Воспроизведите дословно фрагмент исходного текста от слов «Бесспорно, Иван Киреевский» до слов «философовед - С. С.».

_Исходный текст_
————————

Террористическая война в России 1878-1881 гг.
Шрифт:
Может, это немного скучно и я слишком много цитирую И. Киреевского, но надеюсь, - преодолевая трудности понимания, какой-нибудь молодой читатель сделает с усилием шаг вперед и немного поднимется выше в своём развитии. Это, конечно, - труднее, тяжелее чем орать на улицах простые лозунги и дурить неграмотных пролетариев, но поверьте - это стоит этого труда.
Бесспорно, Иван Киреевский - философ мировой величины! Что сделал Киреевский?
– он продолжил философию Гегеля и закрыл её в национальном характере, использовав православный исихазм. Точно такую же попытку продолжить философию и таким же способом предпринял в наши дни, в девяностые годы нашего столетия, наш ведущий философовед - С. С.
В принципе продолжить философию Киреевского и его великих предшественников нельзя, то есть её невозможно объяснить-продолжить на бумаге или на пальцах, её можно только продолжить-прожить, пережить. Любое продолжение - это философия жизни и жизнью. Ведь исихазм - это уже мистика, это мистическая практика и правда.

————————

_Записи_
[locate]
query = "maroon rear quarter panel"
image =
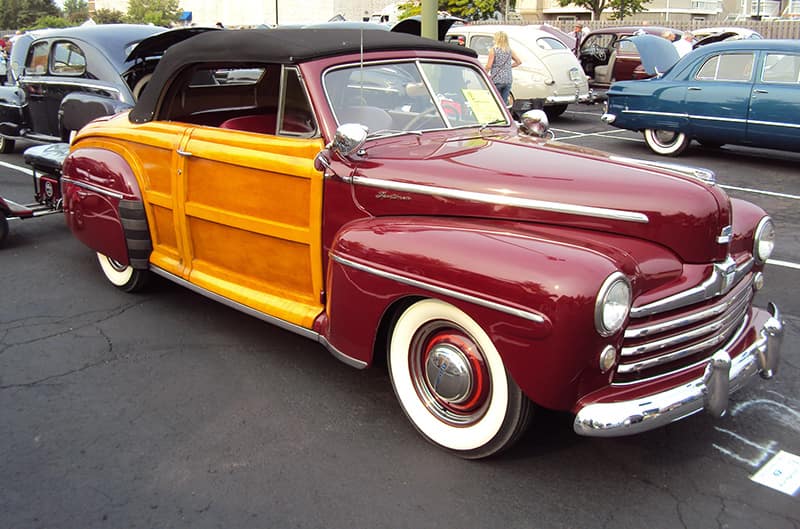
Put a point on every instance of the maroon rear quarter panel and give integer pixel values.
(92, 209)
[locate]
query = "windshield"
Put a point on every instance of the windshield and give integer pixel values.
(412, 96)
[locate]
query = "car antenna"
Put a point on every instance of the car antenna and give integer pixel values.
(361, 67)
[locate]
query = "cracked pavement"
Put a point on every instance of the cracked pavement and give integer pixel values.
(166, 409)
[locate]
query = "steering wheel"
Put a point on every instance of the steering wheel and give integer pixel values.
(598, 52)
(426, 114)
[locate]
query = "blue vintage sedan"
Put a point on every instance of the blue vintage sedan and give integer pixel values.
(744, 92)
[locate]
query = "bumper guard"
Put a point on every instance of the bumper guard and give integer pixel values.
(722, 377)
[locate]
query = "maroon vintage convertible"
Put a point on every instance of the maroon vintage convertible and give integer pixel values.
(370, 191)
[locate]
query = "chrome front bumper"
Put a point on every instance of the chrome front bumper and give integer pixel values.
(722, 377)
(608, 118)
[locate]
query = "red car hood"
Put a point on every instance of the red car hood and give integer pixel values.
(515, 178)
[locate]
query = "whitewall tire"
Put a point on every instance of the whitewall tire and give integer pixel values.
(451, 381)
(666, 142)
(124, 277)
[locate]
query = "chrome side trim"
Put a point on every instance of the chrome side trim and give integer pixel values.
(721, 280)
(713, 118)
(283, 324)
(654, 113)
(78, 83)
(352, 362)
(500, 200)
(92, 187)
(773, 124)
(612, 419)
(685, 320)
(440, 290)
(717, 118)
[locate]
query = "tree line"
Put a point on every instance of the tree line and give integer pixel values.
(485, 9)
(37, 14)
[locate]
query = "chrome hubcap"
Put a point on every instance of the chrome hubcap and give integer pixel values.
(448, 374)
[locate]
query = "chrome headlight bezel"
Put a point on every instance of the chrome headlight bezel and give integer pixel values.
(764, 240)
(616, 289)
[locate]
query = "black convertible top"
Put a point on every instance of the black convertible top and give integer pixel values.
(282, 46)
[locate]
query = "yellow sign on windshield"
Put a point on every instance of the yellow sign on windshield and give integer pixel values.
(483, 105)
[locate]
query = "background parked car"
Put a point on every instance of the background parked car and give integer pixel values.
(744, 92)
(606, 58)
(61, 79)
(549, 76)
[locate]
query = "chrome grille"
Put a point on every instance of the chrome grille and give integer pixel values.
(663, 343)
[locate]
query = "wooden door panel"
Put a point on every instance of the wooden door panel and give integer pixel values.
(252, 214)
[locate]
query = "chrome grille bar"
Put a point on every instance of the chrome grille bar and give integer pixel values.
(709, 343)
(684, 320)
(713, 326)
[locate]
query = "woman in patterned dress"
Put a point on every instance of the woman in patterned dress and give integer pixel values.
(501, 59)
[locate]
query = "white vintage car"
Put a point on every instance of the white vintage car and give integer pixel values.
(550, 76)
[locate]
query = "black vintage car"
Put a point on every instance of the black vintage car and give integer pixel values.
(58, 80)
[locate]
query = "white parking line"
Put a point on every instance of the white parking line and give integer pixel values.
(16, 168)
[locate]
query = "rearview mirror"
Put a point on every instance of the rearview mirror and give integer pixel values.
(349, 138)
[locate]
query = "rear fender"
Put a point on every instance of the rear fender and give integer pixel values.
(534, 297)
(103, 205)
(78, 108)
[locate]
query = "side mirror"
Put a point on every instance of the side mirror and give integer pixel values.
(535, 123)
(349, 138)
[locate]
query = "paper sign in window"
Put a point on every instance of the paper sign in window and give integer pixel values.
(482, 104)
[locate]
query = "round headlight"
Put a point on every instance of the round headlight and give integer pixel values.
(613, 304)
(764, 240)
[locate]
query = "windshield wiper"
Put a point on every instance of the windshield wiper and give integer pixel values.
(386, 132)
(490, 123)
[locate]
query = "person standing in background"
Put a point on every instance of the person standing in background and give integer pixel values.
(501, 60)
(577, 34)
(685, 44)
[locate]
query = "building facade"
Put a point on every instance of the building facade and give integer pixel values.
(270, 12)
(664, 11)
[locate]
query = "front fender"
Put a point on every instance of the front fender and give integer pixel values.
(534, 296)
(12, 117)
(103, 205)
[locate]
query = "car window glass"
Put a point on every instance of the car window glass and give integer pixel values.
(67, 59)
(627, 47)
(781, 68)
(297, 119)
(481, 44)
(735, 67)
(727, 67)
(245, 97)
(414, 96)
(550, 43)
(37, 59)
(602, 40)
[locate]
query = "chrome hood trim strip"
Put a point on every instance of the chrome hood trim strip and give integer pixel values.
(496, 199)
(704, 175)
(440, 290)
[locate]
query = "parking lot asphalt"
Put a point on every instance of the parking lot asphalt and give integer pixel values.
(165, 409)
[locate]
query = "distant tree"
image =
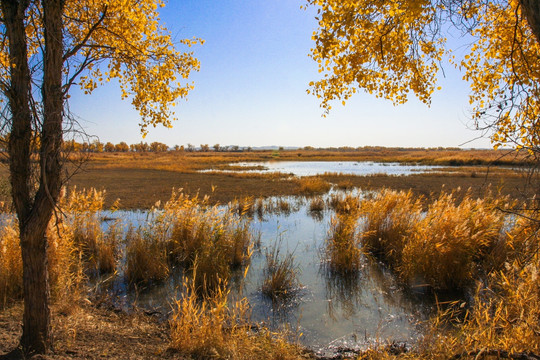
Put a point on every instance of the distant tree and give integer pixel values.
(121, 147)
(109, 147)
(395, 48)
(156, 146)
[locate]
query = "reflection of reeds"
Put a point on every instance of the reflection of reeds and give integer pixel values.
(443, 247)
(316, 204)
(146, 257)
(280, 274)
(215, 327)
(218, 240)
(388, 217)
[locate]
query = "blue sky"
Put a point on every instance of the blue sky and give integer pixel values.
(251, 90)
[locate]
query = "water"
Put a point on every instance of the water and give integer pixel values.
(328, 311)
(310, 168)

————————

_Результат выполнения_
Бесспорно, Иван Киреевский - философ мировой величины! Что сделал Киреевский?
– он продолжил философию Гегеля и закрыл её в национальном характере, использовав православный исихазм. Точно такую же попытку продолжить философию и таким же способом предпринял в наши дни, в девяностые годы нашего столетия, наш ведущий философовед - С. С.